━━ Available data ━━
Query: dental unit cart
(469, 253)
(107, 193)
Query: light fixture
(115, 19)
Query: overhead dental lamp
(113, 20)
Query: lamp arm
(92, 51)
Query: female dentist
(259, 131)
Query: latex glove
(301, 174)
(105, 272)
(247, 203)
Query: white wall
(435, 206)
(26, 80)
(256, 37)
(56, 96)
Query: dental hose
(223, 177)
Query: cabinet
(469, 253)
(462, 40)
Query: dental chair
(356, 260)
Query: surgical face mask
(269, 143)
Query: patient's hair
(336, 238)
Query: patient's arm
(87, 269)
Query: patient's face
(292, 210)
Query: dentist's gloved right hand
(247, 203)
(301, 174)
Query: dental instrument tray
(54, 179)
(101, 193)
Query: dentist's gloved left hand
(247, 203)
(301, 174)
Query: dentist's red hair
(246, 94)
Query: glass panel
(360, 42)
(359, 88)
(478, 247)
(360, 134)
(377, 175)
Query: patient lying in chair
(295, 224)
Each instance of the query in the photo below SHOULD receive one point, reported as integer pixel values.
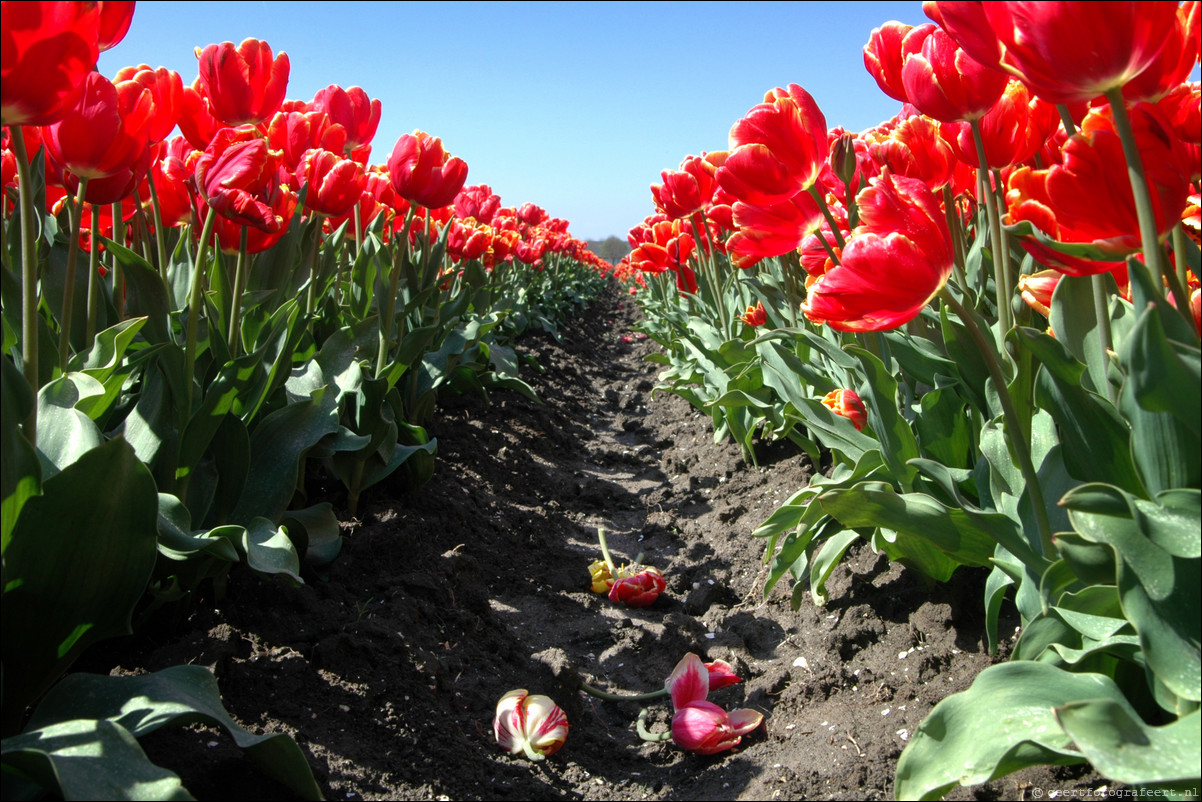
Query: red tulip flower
(944, 82)
(244, 84)
(106, 132)
(777, 149)
(114, 22)
(351, 108)
(531, 214)
(335, 183)
(686, 190)
(1065, 51)
(295, 132)
(477, 202)
(166, 89)
(1012, 131)
(423, 173)
(885, 54)
(771, 230)
(846, 403)
(698, 725)
(916, 149)
(1087, 200)
(530, 724)
(196, 120)
(755, 315)
(640, 589)
(898, 259)
(49, 47)
(239, 178)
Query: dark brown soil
(387, 667)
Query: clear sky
(573, 106)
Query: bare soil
(386, 667)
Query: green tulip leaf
(1003, 723)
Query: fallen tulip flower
(640, 589)
(534, 725)
(848, 404)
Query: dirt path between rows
(387, 667)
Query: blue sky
(573, 106)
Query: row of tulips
(194, 324)
(863, 295)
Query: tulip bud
(843, 158)
(530, 724)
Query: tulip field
(874, 470)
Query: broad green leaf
(1096, 441)
(1159, 589)
(963, 535)
(1003, 723)
(88, 759)
(173, 696)
(1125, 749)
(78, 560)
(21, 474)
(64, 433)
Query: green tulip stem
(195, 301)
(160, 237)
(622, 697)
(605, 553)
(388, 308)
(1096, 283)
(1153, 254)
(1019, 441)
(1000, 267)
(93, 273)
(647, 735)
(957, 231)
(233, 337)
(1179, 254)
(118, 274)
(829, 218)
(29, 299)
(69, 281)
(310, 298)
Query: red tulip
(335, 183)
(686, 190)
(846, 403)
(239, 178)
(114, 22)
(755, 315)
(916, 149)
(638, 590)
(898, 259)
(1065, 51)
(1087, 200)
(106, 132)
(777, 149)
(944, 82)
(49, 47)
(243, 84)
(423, 173)
(885, 54)
(698, 725)
(167, 90)
(1012, 131)
(351, 108)
(771, 230)
(295, 132)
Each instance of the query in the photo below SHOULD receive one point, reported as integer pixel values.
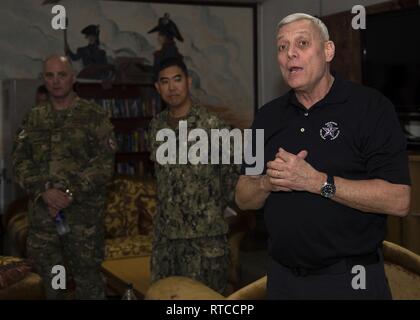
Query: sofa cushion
(12, 270)
(130, 207)
(137, 245)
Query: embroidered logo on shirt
(330, 131)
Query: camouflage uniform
(189, 228)
(72, 149)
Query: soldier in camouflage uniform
(189, 228)
(66, 143)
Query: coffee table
(119, 272)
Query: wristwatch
(328, 189)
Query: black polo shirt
(352, 133)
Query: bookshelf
(130, 107)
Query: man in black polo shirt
(337, 166)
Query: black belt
(337, 268)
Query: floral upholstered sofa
(131, 205)
(129, 217)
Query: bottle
(61, 223)
(129, 293)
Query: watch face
(328, 190)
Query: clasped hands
(290, 172)
(56, 200)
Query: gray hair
(303, 16)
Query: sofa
(402, 268)
(129, 211)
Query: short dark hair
(170, 62)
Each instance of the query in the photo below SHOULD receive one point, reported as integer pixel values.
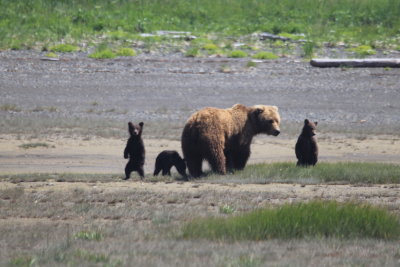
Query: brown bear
(306, 146)
(168, 158)
(223, 136)
(135, 151)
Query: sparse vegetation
(126, 52)
(317, 219)
(103, 54)
(63, 48)
(363, 50)
(34, 145)
(237, 54)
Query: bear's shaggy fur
(168, 158)
(223, 136)
(306, 146)
(134, 150)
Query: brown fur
(223, 136)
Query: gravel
(89, 95)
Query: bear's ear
(130, 127)
(258, 111)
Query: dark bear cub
(306, 146)
(134, 150)
(168, 158)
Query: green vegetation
(363, 50)
(34, 145)
(342, 172)
(237, 54)
(265, 55)
(316, 219)
(51, 55)
(26, 24)
(63, 48)
(89, 235)
(103, 54)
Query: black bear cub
(134, 150)
(306, 146)
(168, 158)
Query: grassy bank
(314, 219)
(24, 24)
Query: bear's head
(135, 130)
(309, 128)
(265, 119)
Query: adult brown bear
(223, 136)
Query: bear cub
(134, 150)
(306, 146)
(168, 158)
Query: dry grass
(93, 226)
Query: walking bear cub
(168, 158)
(134, 150)
(306, 146)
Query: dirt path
(100, 155)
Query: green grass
(89, 235)
(316, 219)
(341, 172)
(363, 50)
(25, 24)
(237, 54)
(126, 52)
(265, 55)
(63, 48)
(103, 54)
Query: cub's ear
(258, 111)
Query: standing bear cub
(223, 136)
(168, 158)
(306, 146)
(134, 150)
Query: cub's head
(310, 128)
(265, 119)
(135, 129)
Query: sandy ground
(101, 155)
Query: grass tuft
(316, 219)
(126, 52)
(363, 50)
(237, 54)
(103, 54)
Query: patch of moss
━━━
* **Directive**:
Write out all of the data again, swapping "bear cub" for "young bear" wherever it appears and changing nothing else. Leave out the pictures.

* **Response**:
Query: dental unit cart
(469, 253)
(107, 193)
Query: light fixture
(115, 19)
Query: overhead dental lamp
(113, 20)
Query: lamp arm
(92, 51)
Query: female dentist
(259, 131)
Query: latex glove
(301, 174)
(105, 272)
(247, 203)
Query: white wall
(435, 206)
(26, 80)
(256, 37)
(56, 96)
Query: dental hose
(223, 177)
Query: cabinet
(469, 253)
(462, 40)
Query: dental chair
(356, 260)
Query: surgical face mask
(269, 143)
Query: patient's hair
(336, 238)
Query: patient's arm
(87, 269)
Query: patient's face
(292, 210)
Query: dentist's gloved right hand
(247, 203)
(301, 174)
Query: dental instrument tray
(54, 179)
(101, 193)
Query: dentist's gloved left hand
(247, 203)
(301, 174)
Query: dentist's red hair
(246, 94)
Query: glass panel
(360, 42)
(359, 88)
(478, 247)
(360, 134)
(377, 175)
Query: patient lying in chair
(295, 224)
Each instance of the query in the photo below SHOULD receive one point, reported as integer pixel values.
Query: red tulip flower
(944, 82)
(244, 84)
(106, 132)
(777, 149)
(114, 22)
(351, 108)
(531, 214)
(335, 183)
(686, 190)
(1065, 51)
(295, 132)
(477, 202)
(166, 89)
(1012, 131)
(423, 173)
(885, 54)
(771, 230)
(846, 403)
(698, 725)
(916, 149)
(1087, 200)
(530, 724)
(196, 120)
(755, 315)
(640, 589)
(898, 259)
(49, 47)
(239, 178)
Query: dark brown soil
(387, 667)
Query: clear sky
(573, 106)
Query: bare soil
(386, 667)
Query: green tulip leaf
(1003, 723)
Query: fallen tulip flower
(640, 589)
(534, 725)
(848, 404)
Query: dirt path between rows
(387, 667)
Query: blue sky
(573, 106)
Query: row of tulips
(194, 324)
(863, 295)
Query: tulip bud
(843, 158)
(530, 724)
Query: tulip field
(874, 470)
Query: broad green leaf
(1096, 441)
(1159, 589)
(963, 535)
(1003, 723)
(88, 759)
(173, 696)
(1125, 749)
(78, 560)
(21, 474)
(64, 433)
Query: green tulip stem
(195, 301)
(160, 237)
(622, 697)
(605, 553)
(388, 308)
(1096, 283)
(1153, 254)
(1019, 441)
(1000, 267)
(93, 273)
(647, 735)
(957, 231)
(233, 337)
(1179, 254)
(118, 274)
(829, 218)
(29, 299)
(69, 281)
(310, 298)
Query: red tulip
(335, 183)
(686, 190)
(846, 403)
(239, 178)
(114, 22)
(755, 315)
(916, 149)
(638, 590)
(898, 259)
(1065, 51)
(1087, 200)
(106, 132)
(777, 149)
(944, 82)
(49, 47)
(243, 84)
(423, 173)
(885, 54)
(698, 725)
(167, 90)
(1012, 131)
(351, 108)
(771, 230)
(295, 132)
Each instance of the query in the photo below SHOULD receive one point, reported as integer pixel values.
Query: sofa cushion
(12, 270)
(130, 207)
(137, 245)
Query: embroidered logo on shirt
(330, 131)
Query: camouflage uniform
(189, 228)
(72, 149)
Query: soldier in camouflage uniform
(189, 228)
(66, 143)
Query: coffee table
(119, 272)
Query: wristwatch
(328, 189)
Query: black polo shirt
(352, 133)
Query: bookshelf
(130, 107)
Query: man in black polo shirt
(337, 166)
Query: black belt
(337, 268)
Query: floral upholstered sofa
(131, 205)
(129, 217)
Query: bottle
(61, 223)
(129, 293)
Query: watch face
(328, 190)
Query: clasped hands
(290, 172)
(56, 200)
Query: gray hair
(303, 16)
Query: sofa
(402, 268)
(129, 211)
Query: short dark hair
(170, 62)
Each instance of the query in the photo below SHOULD receive one point, reported as integer pixel values.
Query: brown bear
(306, 146)
(168, 158)
(223, 136)
(135, 151)
Query: sparse vegetation
(126, 52)
(317, 219)
(103, 54)
(63, 48)
(363, 50)
(34, 145)
(237, 54)
Query: bear's shaggy fur
(168, 158)
(223, 136)
(306, 146)
(134, 150)
Query: brown fur
(223, 136)
Query: gravel
(89, 95)
Query: bear's ear
(130, 127)
(258, 111)
Query: dark young bear
(306, 146)
(134, 150)
(168, 158)
Query: green vegetation
(363, 50)
(34, 145)
(342, 172)
(237, 54)
(265, 55)
(316, 219)
(51, 55)
(26, 24)
(63, 48)
(89, 235)
(103, 54)
Query: black young bear
(134, 150)
(306, 146)
(168, 158)
Query: grassy bank
(314, 219)
(24, 24)
Query: bear's head
(135, 130)
(309, 128)
(265, 119)
Query: adult brown bear
(223, 136)
Query: young bear
(134, 150)
(306, 146)
(168, 158)
Query: dry grass
(93, 226)
Query: walking young bear
(168, 158)
(134, 150)
(306, 146)
Query: dirt path
(100, 155)
Query: green grass
(89, 235)
(316, 219)
(341, 172)
(363, 50)
(25, 24)
(237, 54)
(126, 52)
(265, 55)
(63, 48)
(103, 54)
Query: cub's ear
(258, 111)
Query: standing young bear
(223, 136)
(168, 158)
(306, 146)
(134, 150)
Query: cub's head
(310, 128)
(265, 119)
(135, 129)
Query: sandy ground
(101, 155)
Query: grass tuft
(316, 219)
(126, 52)
(363, 50)
(237, 54)
(103, 54)
Query: patch of moss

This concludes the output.